When the video opens up, Minaj is rapping about things (Chinatown, Big Pun’s weight, a car the color of bubble gum, etc.), then there’s a small break, then Minaj begins an a cappella rap, then she stops and begins talking about how she only became a rapper because she happened to be so naturally good and devastating at it, which doesn’t sound like a lie. Then she says, “That’s why I act the way I act. [But] don’t get it twisted. If you see me, holler at me. I’m never too ill to say ‘what up.’ Like, it’s not that serious. Trust me, I know that.”

In November 2010, Nicki Minaj was scheduled to make an appearance at an unattractive nightclub off a major freeway in Houston, Texas. I was working for the alt-weekly in Houston at the time, so I was supposed to be there to cover it. And I was excited, inasmuch as someone can be excited about standing in a nightclub for a couple of hours.

This was about a week before her first album, Pink Friday, came out, but still, she had no small amount of buzz around her, owing to an impressive couple of mixtapes and guest-feature runs, as well as the backing of Lil Wayne, who had helped turn Drake into a megastar the year before behind nearly an identical set of circumstances. She was scheduled to be there from nine P.M. to two A.M., though nobody honestly expected her to get there until midnight, and it was $35 to get into the club that evening, so that meant we were all paying $17.50 per hour to stand in the same building as her.

Just prior to her arriving, a short man wearing a lot of cologne who was working as one of the event’s promoters went around and told all of the members of the media that nobody was allowed to take any pictures of her while she was there. He said something close to, “Her management said she’d leave if she saw one single camera,” or something equally dramatic. I didn’t understand why, because what’s the point of making a scheduled appearance if not to be photographed appearing? But the tone was set, and the instructions were firm: Any cameras and she’d leave. He was very serious. She was very serious.

She played at cocky on the DVD but felt the need to explain it away immediately afterward. She played at silly as she began method-acting her way toward stardom, but felt the need to have a handler explain her seriousness. It was an inversion. And in between both of those moments is her verse on “Monster,” which changed her everything immediately.

“Monster” has a bunch of pieces. Let’s go in reverse order, from least to most impactful.


Bon Iver is a group, not a person, first of all. They’re a folk band, to be slightly more accurate, and Justin Vernon is their main singer and songwriter. He sings the intro to the song.

He told New York magazine’s that Kanye had heard Bon Iver’s album For Emma, Forever Ago and appreciated the way he stretched and contorted his auto-tuned singing, and so that’s why Kanye called him and how Vernon ended up on “Monster,” stretching and contorting his auto-tuned singing at the very beginning of the song. Kanye recorded all of My Beautiful Dark Twisted Fantasy in Hawaii.

He flew the people who were contributing to the album out there to work on it with him. Vernon also told that he and Kanye would start each day by playing basketball. Kanye West shooting a lay-up is my all-time favorite thing to think about.


Rick Ross comes in immediately after Vernon, and he raps a bit, but it’s such a short bit that it’s more fair to say it’s a bridge between Vernon and the rest of the song than a verse itself. Ross was never actually supposed to be on “Monster”; that’s why his verse is so short.

WHAT TO DO
1. Answer these questions from the Minaj passage, one line each:
(a) How much did it cost to get into the Houston nightclub that evening?
(b) Where did Kanye record all of My Beautiful Dark Twisted Fantasy?
(c) Who sings the intro to "Monster"?
2. Decide whether each statement agrees with the Minaj passage. Answer yes or no, and quote the words that settle it.
(a) Minaj's Houston appearance came after Pink Friday was released.
(b) Bon Iver is a folk band.
(c) Rick Ross was originally meant to be on "Monster."

SUPPLIED INFORMATION
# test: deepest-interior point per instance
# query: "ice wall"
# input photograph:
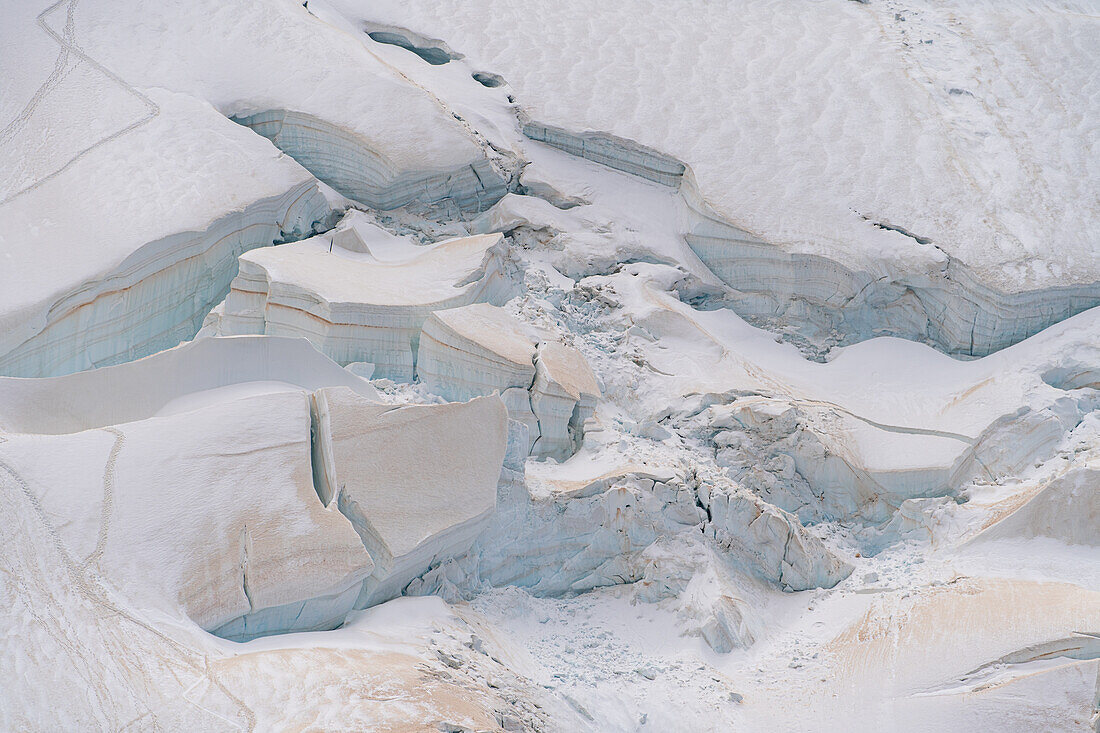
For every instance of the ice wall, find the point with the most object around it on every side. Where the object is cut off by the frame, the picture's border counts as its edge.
(364, 304)
(161, 293)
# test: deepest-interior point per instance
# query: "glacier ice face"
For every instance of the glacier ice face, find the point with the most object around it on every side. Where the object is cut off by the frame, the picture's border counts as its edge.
(409, 518)
(480, 349)
(364, 301)
(345, 161)
(909, 492)
(474, 350)
(209, 513)
(134, 275)
(191, 375)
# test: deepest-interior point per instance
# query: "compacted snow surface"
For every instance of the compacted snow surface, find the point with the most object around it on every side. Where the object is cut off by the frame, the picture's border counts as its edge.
(435, 365)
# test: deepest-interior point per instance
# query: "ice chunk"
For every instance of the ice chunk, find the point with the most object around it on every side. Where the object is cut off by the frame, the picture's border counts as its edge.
(210, 513)
(417, 481)
(563, 396)
(186, 378)
(366, 302)
(475, 350)
(480, 349)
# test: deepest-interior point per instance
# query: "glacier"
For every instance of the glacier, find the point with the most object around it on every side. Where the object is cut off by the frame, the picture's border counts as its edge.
(502, 365)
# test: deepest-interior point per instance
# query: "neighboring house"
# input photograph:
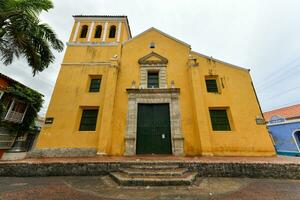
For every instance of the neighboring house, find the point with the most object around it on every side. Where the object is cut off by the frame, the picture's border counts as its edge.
(284, 126)
(13, 110)
(149, 94)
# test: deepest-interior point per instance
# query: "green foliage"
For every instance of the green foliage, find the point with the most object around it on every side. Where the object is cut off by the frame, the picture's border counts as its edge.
(35, 101)
(22, 34)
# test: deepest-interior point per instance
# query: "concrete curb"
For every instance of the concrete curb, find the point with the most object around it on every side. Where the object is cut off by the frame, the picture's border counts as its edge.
(251, 170)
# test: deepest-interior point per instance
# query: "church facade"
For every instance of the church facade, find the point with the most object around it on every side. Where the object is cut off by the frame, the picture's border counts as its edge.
(149, 94)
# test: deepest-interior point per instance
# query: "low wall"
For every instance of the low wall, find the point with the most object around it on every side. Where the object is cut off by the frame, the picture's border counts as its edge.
(252, 170)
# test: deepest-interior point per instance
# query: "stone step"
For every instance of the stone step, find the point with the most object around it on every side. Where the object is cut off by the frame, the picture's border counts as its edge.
(156, 172)
(125, 180)
(153, 167)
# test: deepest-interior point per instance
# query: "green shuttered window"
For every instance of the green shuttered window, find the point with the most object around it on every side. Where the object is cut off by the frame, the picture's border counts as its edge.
(153, 80)
(95, 85)
(88, 120)
(211, 85)
(219, 120)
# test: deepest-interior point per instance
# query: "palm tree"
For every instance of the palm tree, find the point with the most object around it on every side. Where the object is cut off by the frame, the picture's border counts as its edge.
(22, 34)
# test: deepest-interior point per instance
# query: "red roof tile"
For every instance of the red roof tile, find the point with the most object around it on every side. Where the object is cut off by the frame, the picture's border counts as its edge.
(286, 112)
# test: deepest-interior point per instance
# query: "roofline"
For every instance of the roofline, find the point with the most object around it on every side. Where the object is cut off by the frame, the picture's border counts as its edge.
(282, 108)
(163, 33)
(220, 61)
(106, 17)
(13, 80)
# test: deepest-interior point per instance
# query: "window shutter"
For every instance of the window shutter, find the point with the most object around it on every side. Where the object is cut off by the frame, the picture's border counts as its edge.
(211, 85)
(88, 120)
(219, 120)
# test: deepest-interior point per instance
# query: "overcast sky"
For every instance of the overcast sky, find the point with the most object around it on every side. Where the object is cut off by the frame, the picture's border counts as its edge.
(262, 35)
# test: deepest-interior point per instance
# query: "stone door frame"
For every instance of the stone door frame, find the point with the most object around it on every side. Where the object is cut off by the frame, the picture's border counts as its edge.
(154, 96)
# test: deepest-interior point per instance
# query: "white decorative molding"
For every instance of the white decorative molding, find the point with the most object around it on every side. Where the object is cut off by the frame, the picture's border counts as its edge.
(154, 96)
(119, 32)
(91, 31)
(162, 73)
(92, 44)
(108, 63)
(159, 64)
(76, 32)
(164, 34)
(105, 31)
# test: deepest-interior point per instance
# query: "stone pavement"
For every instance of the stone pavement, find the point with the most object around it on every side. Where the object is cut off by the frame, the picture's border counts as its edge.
(198, 159)
(103, 188)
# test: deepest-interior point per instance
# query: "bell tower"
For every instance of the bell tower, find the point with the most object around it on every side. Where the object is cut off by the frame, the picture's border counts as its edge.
(99, 30)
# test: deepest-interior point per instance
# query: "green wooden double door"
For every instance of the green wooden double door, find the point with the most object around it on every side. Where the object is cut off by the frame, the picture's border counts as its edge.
(153, 129)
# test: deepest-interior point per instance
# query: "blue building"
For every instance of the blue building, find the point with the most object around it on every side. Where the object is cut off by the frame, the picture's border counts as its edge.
(284, 127)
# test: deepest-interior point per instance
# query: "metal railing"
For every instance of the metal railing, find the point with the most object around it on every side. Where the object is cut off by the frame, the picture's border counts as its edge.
(14, 116)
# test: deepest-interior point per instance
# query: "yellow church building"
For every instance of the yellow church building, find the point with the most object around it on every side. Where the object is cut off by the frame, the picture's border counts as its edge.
(149, 94)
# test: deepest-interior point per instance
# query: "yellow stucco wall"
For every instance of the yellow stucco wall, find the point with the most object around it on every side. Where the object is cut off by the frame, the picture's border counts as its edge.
(81, 62)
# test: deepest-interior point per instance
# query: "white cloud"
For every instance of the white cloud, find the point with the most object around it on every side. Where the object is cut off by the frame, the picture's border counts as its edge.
(261, 35)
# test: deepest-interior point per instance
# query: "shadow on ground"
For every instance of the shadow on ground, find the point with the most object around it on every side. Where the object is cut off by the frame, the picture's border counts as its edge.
(103, 188)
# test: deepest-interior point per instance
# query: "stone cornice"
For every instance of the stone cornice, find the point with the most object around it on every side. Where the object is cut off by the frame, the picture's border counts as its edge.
(152, 90)
(161, 60)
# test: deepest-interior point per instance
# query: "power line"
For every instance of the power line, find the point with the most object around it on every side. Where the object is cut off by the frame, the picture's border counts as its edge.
(281, 93)
(280, 69)
(284, 105)
(275, 82)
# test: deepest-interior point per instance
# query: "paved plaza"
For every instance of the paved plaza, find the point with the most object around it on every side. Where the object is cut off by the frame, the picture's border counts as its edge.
(104, 188)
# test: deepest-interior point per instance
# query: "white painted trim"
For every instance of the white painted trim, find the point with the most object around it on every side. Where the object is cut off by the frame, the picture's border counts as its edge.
(293, 134)
(100, 19)
(10, 108)
(91, 31)
(88, 63)
(164, 34)
(105, 31)
(285, 122)
(1, 94)
(92, 44)
(119, 32)
(288, 151)
(76, 32)
(219, 61)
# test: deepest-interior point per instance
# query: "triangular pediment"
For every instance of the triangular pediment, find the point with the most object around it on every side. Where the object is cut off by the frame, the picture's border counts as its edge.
(153, 58)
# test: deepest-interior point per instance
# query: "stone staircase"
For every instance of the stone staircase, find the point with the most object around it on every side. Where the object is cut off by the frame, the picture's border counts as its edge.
(154, 174)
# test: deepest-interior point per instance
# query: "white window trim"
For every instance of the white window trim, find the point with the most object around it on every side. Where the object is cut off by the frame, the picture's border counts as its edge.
(76, 32)
(10, 109)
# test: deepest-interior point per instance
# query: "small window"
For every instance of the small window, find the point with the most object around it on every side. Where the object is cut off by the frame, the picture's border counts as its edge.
(1, 94)
(112, 31)
(211, 85)
(88, 120)
(98, 31)
(153, 80)
(152, 45)
(95, 85)
(84, 30)
(219, 120)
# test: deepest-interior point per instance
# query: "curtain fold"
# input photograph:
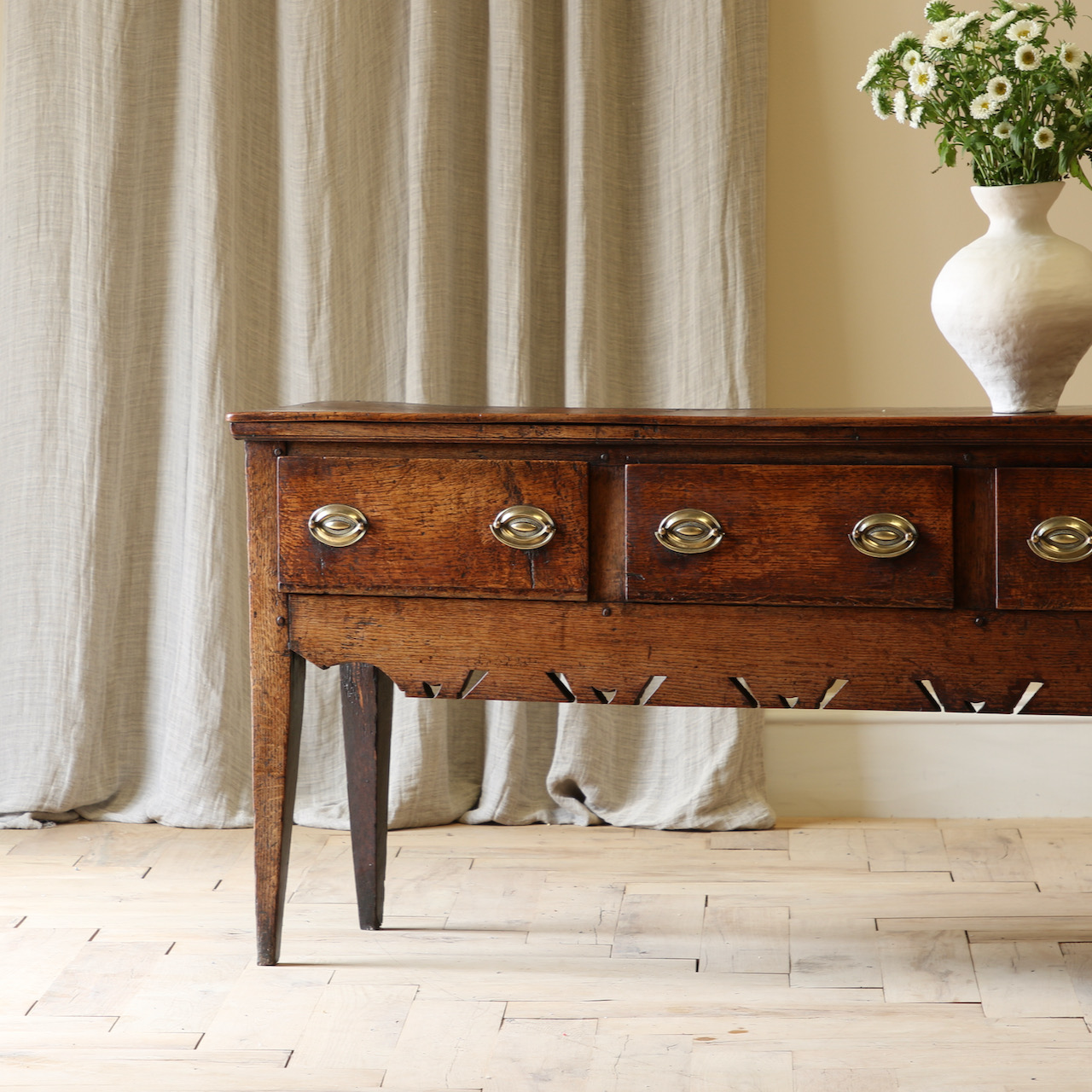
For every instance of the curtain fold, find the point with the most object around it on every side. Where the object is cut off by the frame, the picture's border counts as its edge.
(222, 206)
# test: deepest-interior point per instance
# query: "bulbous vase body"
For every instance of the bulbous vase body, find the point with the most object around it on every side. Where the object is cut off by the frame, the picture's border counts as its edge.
(1017, 304)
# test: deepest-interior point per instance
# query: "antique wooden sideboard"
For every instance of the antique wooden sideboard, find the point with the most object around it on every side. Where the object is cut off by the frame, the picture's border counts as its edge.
(903, 561)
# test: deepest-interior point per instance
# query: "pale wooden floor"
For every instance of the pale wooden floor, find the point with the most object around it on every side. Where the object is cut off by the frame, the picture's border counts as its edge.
(827, 956)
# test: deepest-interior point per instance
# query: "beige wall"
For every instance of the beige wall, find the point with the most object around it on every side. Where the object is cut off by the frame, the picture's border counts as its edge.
(858, 229)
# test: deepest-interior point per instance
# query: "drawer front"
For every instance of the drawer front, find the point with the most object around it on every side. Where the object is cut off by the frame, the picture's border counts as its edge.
(1025, 498)
(787, 535)
(428, 529)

OUTPUTS
1.
(a) $35
(b) Hawaii
(c) Justin Vernon

2.
(a) No: "This was about a week before her first album, Pink Friday, came out"
(b) Yes: "They’re a folk band"
(c) No: "Ross was never actually supposed to be on “Monster”"